▶ [Extract]
* * * *
I have never used Indydebi's icing recipe but am going to try it this week for a birthday cake at an outdoor park. It should handle the heat better than my usual all butter buttercream or Italian Meringue Buttercream.

Marshmallow fondant is harder to work with.  I make it with Marshmallow Fluff and powdered sugar but I use it for small decorations and figures with a hardening agent added. I find it stretches out a lot which is why I don't use it to cover cakes.

-k8memphis was recommending on another thread - to add some cornstarch to it. There is already up to about 5% cornstarch mixed into our powdered sugar in Canada and the U.S., so additional corn starch may help you.

I am in Ottawa Canada. We have high humidity year round but we seem to either be freezing or sweating with seldom a happy medium. The humidity is hard on icing and sugar generally. And on the person using them. I think I would be spending time on Death Row for murder were it not for central air. 

mccantsbakes Posted 21 Jul 2015 , 5:16am
post #9 of 15

Definitely try indydebi's icing.   It's addictively good.     And in my opinion, it doesn't feel greasy like other shortening based recipes.   I read a thread recently that I think we were both commenting on and a poster felt that it was too greasy.  I didn't find it as such at all.  I also best the living day lights out of my shortening (I used a store brand shortening for the trans fat, I have never had access to hi ratio...one day I will just order some!)  After I beat the dream whip and shortening together for a while it alone looked like a beautiful icing......then I added the sugar.   

It crusts super fast too.   I wanted to master the viva method....and I realized that letting the cake sit in the fridge after final coat isn't the best idea if it isn't totally smooth.....the viva method worked best for me like 10ish minutes after applying final coat, before refrigeration.

the icing holds up like a dream....even under gooey MMF ;)
* * * *
▶ [Try it] Pick up the forum discussion about icing and fondant in humid weather after its last line, writing on in the same voice and style.
* * * *
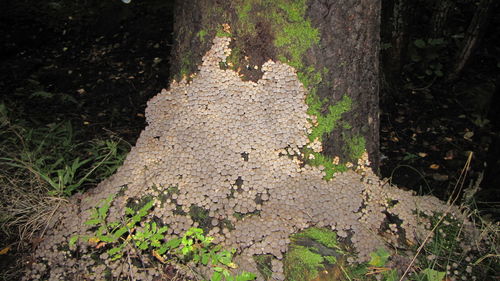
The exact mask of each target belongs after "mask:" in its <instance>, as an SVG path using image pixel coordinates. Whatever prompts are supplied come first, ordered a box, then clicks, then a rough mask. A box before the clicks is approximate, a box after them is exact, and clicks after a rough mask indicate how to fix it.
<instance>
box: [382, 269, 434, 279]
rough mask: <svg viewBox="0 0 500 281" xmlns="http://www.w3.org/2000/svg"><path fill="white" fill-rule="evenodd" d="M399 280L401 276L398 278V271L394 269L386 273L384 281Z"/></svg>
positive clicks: (386, 272) (384, 274)
mask: <svg viewBox="0 0 500 281" xmlns="http://www.w3.org/2000/svg"><path fill="white" fill-rule="evenodd" d="M398 280H399V276H398V271H397V270H396V269H392V270H390V271H387V272H386V273H384V281H398ZM440 281H441V280H440Z"/></svg>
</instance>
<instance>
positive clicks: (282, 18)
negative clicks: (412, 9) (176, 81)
mask: <svg viewBox="0 0 500 281" xmlns="http://www.w3.org/2000/svg"><path fill="white" fill-rule="evenodd" d="M175 15H176V19H175V22H176V23H175V26H174V38H175V39H176V41H175V43H174V48H173V53H172V61H171V63H172V72H171V73H172V74H174V75H175V76H174V78H175V79H177V80H178V79H180V78H181V77H183V76H185V77H189V76H190V75H192V74H193V73H195V72H196V71H197V65H199V64H200V62H201V58H202V55H203V54H204V53H205V52H206V51H207V50H208V49H209V47H210V45H211V41H212V39H213V38H214V37H215V35H216V34H219V35H220V34H224V33H229V32H230V33H231V38H232V39H233V40H232V42H231V46H230V47H231V49H232V50H233V51H232V54H231V56H230V58H229V61H228V67H229V68H231V69H233V70H236V71H238V73H239V74H240V75H241V76H242V78H243V79H244V80H252V81H257V80H258V79H260V78H261V77H262V71H261V70H260V67H261V66H262V64H263V63H264V62H266V61H268V60H270V59H271V60H273V61H282V62H285V63H287V64H289V65H291V66H293V67H294V68H295V69H296V70H297V72H298V75H299V77H300V79H301V82H302V83H303V84H304V86H305V87H306V88H307V90H308V91H309V97H308V105H309V113H311V114H312V115H316V117H317V119H318V123H321V122H324V123H329V124H330V126H329V127H328V126H326V127H325V126H323V125H325V124H319V125H318V127H321V128H319V129H318V130H317V131H316V132H315V134H314V136H315V137H317V138H318V139H319V140H321V141H322V143H323V147H324V149H323V156H326V157H323V158H325V159H327V160H326V161H328V162H330V163H331V162H332V161H333V160H334V159H336V157H339V160H340V162H339V165H336V166H335V167H330V166H331V165H330V164H326V163H322V162H321V161H316V160H317V159H318V157H316V160H315V161H313V162H315V163H316V164H318V165H323V166H325V167H326V168H327V169H329V168H331V169H332V171H333V170H343V169H345V165H347V166H349V164H348V162H351V163H354V164H356V161H357V159H359V158H360V157H361V156H362V152H363V151H364V150H365V149H366V150H367V151H368V154H369V158H370V161H371V163H372V168H373V169H374V170H375V171H378V165H379V116H378V115H379V112H378V90H379V83H378V52H379V26H380V22H379V21H380V19H379V16H380V1H373V0H342V1H334V2H330V1H320V0H311V1H306V0H294V1H292V0H281V1H257V0H238V1H217V0H193V1H179V3H178V4H177V12H176V13H175ZM222 24H228V26H229V27H230V30H229V29H227V27H226V29H227V30H226V31H224V28H223V27H222ZM339 114H340V115H339ZM310 153H312V152H310ZM304 155H308V152H307V151H306V152H305V154H304ZM323 158H321V159H323ZM313 164H314V163H313Z"/></svg>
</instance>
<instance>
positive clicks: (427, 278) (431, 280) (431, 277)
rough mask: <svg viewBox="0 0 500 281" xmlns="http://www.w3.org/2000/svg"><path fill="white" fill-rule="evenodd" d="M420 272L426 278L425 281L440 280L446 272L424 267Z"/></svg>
mask: <svg viewBox="0 0 500 281" xmlns="http://www.w3.org/2000/svg"><path fill="white" fill-rule="evenodd" d="M422 273H423V274H424V275H425V277H426V278H427V281H442V280H443V278H444V276H445V275H446V272H440V271H437V270H434V269H431V268H426V269H424V270H423V271H422Z"/></svg>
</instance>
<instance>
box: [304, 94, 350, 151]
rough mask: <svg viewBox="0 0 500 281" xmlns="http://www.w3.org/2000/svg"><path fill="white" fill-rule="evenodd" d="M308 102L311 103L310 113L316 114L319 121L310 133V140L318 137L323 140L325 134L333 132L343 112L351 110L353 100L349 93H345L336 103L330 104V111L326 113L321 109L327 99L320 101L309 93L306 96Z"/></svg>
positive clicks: (328, 110)
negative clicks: (343, 95) (331, 104)
mask: <svg viewBox="0 0 500 281" xmlns="http://www.w3.org/2000/svg"><path fill="white" fill-rule="evenodd" d="M306 102H308V105H309V108H308V113H309V115H314V116H316V118H317V122H318V123H317V125H316V126H315V127H313V129H312V132H311V134H310V135H309V140H310V141H313V140H315V139H316V138H317V139H319V140H320V141H322V140H323V135H324V134H328V133H330V132H332V131H333V129H335V127H336V126H337V124H338V121H339V120H340V117H341V116H342V114H343V113H345V112H347V111H349V110H351V107H352V100H351V99H350V98H349V97H348V96H347V95H344V96H343V97H342V99H341V100H340V101H339V102H337V103H336V104H335V105H330V106H328V113H327V114H325V115H324V114H321V111H320V110H321V108H322V107H323V104H324V102H325V101H320V100H319V98H317V97H315V96H313V95H309V96H308V97H307V98H306Z"/></svg>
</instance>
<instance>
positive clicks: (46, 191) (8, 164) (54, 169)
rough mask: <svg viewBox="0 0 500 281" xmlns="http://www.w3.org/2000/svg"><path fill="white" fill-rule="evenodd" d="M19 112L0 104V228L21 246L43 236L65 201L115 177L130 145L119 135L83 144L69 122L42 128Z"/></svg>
mask: <svg viewBox="0 0 500 281" xmlns="http://www.w3.org/2000/svg"><path fill="white" fill-rule="evenodd" d="M18 111H19V109H18V108H15V107H11V108H9V107H8V106H7V105H6V104H5V103H0V194H1V196H2V199H3V200H2V203H1V205H0V227H1V231H2V235H3V236H5V237H9V242H10V244H9V245H15V244H17V245H18V246H21V244H26V243H28V242H30V240H31V239H32V236H33V234H34V233H36V232H38V236H43V233H44V232H45V227H46V225H47V224H48V222H49V221H50V219H51V217H52V215H53V214H54V213H55V212H56V210H57V208H58V207H59V205H60V204H61V203H62V202H64V201H65V198H66V197H68V196H70V195H72V194H74V193H76V192H83V191H85V190H87V189H88V188H90V187H93V186H95V185H96V184H97V183H99V182H100V181H102V180H104V179H105V178H107V177H109V176H110V175H112V174H113V173H114V172H115V171H116V170H117V169H118V167H120V166H121V164H122V162H123V160H124V159H125V156H126V154H127V153H128V151H129V150H130V147H131V146H130V145H129V144H128V143H126V142H124V141H123V140H121V139H120V138H118V137H117V136H115V135H110V136H108V137H107V138H106V139H92V140H88V141H82V139H85V132H84V131H83V130H82V129H75V128H74V127H73V126H72V124H71V122H70V121H59V122H52V123H48V124H44V123H40V122H39V121H37V120H36V118H34V119H28V118H26V117H25V116H22V115H21V114H18V113H19V112H18ZM54 119H56V118H54ZM4 241H7V239H4ZM6 246H7V245H4V244H3V243H2V244H0V247H2V248H4V247H6Z"/></svg>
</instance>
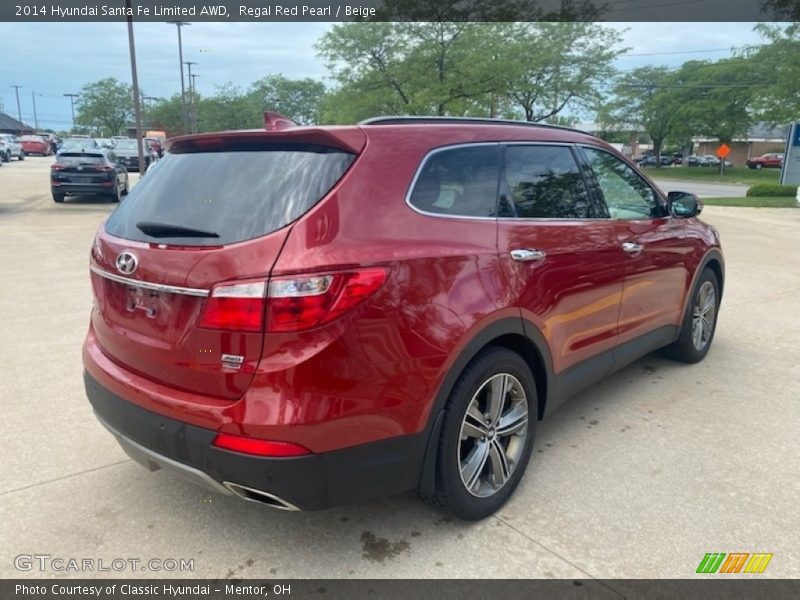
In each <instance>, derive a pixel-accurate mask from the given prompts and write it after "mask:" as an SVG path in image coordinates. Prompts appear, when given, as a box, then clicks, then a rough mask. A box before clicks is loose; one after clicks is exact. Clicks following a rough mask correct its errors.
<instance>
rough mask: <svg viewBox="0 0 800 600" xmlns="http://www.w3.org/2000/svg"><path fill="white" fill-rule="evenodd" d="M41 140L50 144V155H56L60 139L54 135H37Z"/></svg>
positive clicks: (37, 134) (51, 134) (48, 143)
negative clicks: (42, 139)
mask: <svg viewBox="0 0 800 600" xmlns="http://www.w3.org/2000/svg"><path fill="white" fill-rule="evenodd" d="M36 135H38V136H39V137H40V138H42V139H43V140H45V141H46V142H47V143H48V144H50V154H55V153H56V150H57V148H58V137H57V136H56V135H55V134H54V133H47V132H46V133H37V134H36Z"/></svg>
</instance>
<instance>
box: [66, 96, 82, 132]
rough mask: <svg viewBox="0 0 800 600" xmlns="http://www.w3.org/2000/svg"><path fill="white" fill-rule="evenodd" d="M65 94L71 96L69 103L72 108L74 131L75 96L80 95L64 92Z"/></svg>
mask: <svg viewBox="0 0 800 600" xmlns="http://www.w3.org/2000/svg"><path fill="white" fill-rule="evenodd" d="M64 96H66V97H68V98H69V105H70V107H71V108H72V131H73V132H74V131H75V98H77V97H78V96H79V94H64Z"/></svg>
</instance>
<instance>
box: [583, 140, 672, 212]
mask: <svg viewBox="0 0 800 600" xmlns="http://www.w3.org/2000/svg"><path fill="white" fill-rule="evenodd" d="M584 152H585V153H586V157H587V159H588V160H589V164H590V166H591V167H592V171H594V174H595V177H596V178H597V184H598V186H599V187H600V191H601V192H602V193H603V198H604V199H605V201H606V206H608V213H609V216H610V217H611V218H612V219H622V220H635V219H652V218H654V217H660V216H661V215H662V212H661V205H660V203H659V201H658V198H657V197H656V193H655V192H654V191H653V188H651V187H650V186H649V185H648V184H647V182H645V180H644V179H642V178H641V177H640V176H639V175H638V174H637V173H636V171H634V170H633V169H632V168H631V167H630V166H629V165H627V164H626V163H624V162H623V161H621V160H620V159H619V158H617V157H616V156H614V155H613V154H610V153H608V152H605V151H604V150H598V149H596V148H584Z"/></svg>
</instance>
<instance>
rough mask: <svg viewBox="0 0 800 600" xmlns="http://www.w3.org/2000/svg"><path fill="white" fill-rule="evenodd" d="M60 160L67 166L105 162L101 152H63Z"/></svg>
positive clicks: (99, 164)
mask: <svg viewBox="0 0 800 600" xmlns="http://www.w3.org/2000/svg"><path fill="white" fill-rule="evenodd" d="M58 162H59V163H61V164H62V165H64V166H65V167H77V166H78V165H101V164H103V163H104V162H105V160H104V159H103V156H102V155H101V154H61V155H60V156H59V158H58Z"/></svg>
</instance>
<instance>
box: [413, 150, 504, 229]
mask: <svg viewBox="0 0 800 600" xmlns="http://www.w3.org/2000/svg"><path fill="white" fill-rule="evenodd" d="M499 172H500V159H499V150H498V146H496V145H489V146H467V147H463V148H453V149H450V150H442V151H440V152H437V153H435V154H433V155H431V156H430V157H429V158H428V160H427V162H426V163H425V166H424V167H423V168H422V171H421V172H420V174H419V177H418V178H417V181H416V184H415V185H414V189H413V191H412V192H411V197H410V202H411V204H412V205H414V206H415V207H417V208H418V209H420V210H424V211H426V212H432V213H439V214H443V215H458V216H467V217H492V216H494V214H495V205H496V204H497V178H498V175H499Z"/></svg>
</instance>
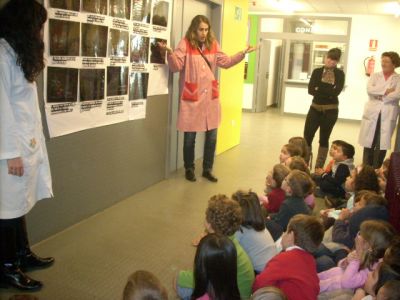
* * * *
▶ [Expected answer]
i will  have to try the cornstarch in the MMF...the stuff is giving me gray hair with the way it isn't cooperating.    

I really like the artisan cake company's MMF recipe which incorporates store bought fondant  in it....clever.   And I also used Edna de la Cruz's MMF which was a lot different and so tasty.  But both were a bit soft in my hot kitchen :/

mccantsbakes Posted 21 Jul 2015 , 5:17am
post #10 of 15

*that should have said "beat the living day lights out of the shortening"

MKC Posted 21 Jul 2015 , 12:16pm
post #11 of 15

I'm not sure what kind of "glue" you used between your two tiers.

I use royal icing but I only put some around the straws so if I remove the middle tier from the bottom tier, only a little fondant around the straws will pull away. I saw Ron Ben Israel do this on his cakes and I thought it was genius.

SquirrellyCakes Posted 21 Jul 2015 , 12:36pm
post #12 of 15

MKC , interesting. I have never used anything to "glue" the tiers. Do you also use a centre dowel? And do you only use the "glue" if transporting the cake stacked but not when it is set up on site? Or both?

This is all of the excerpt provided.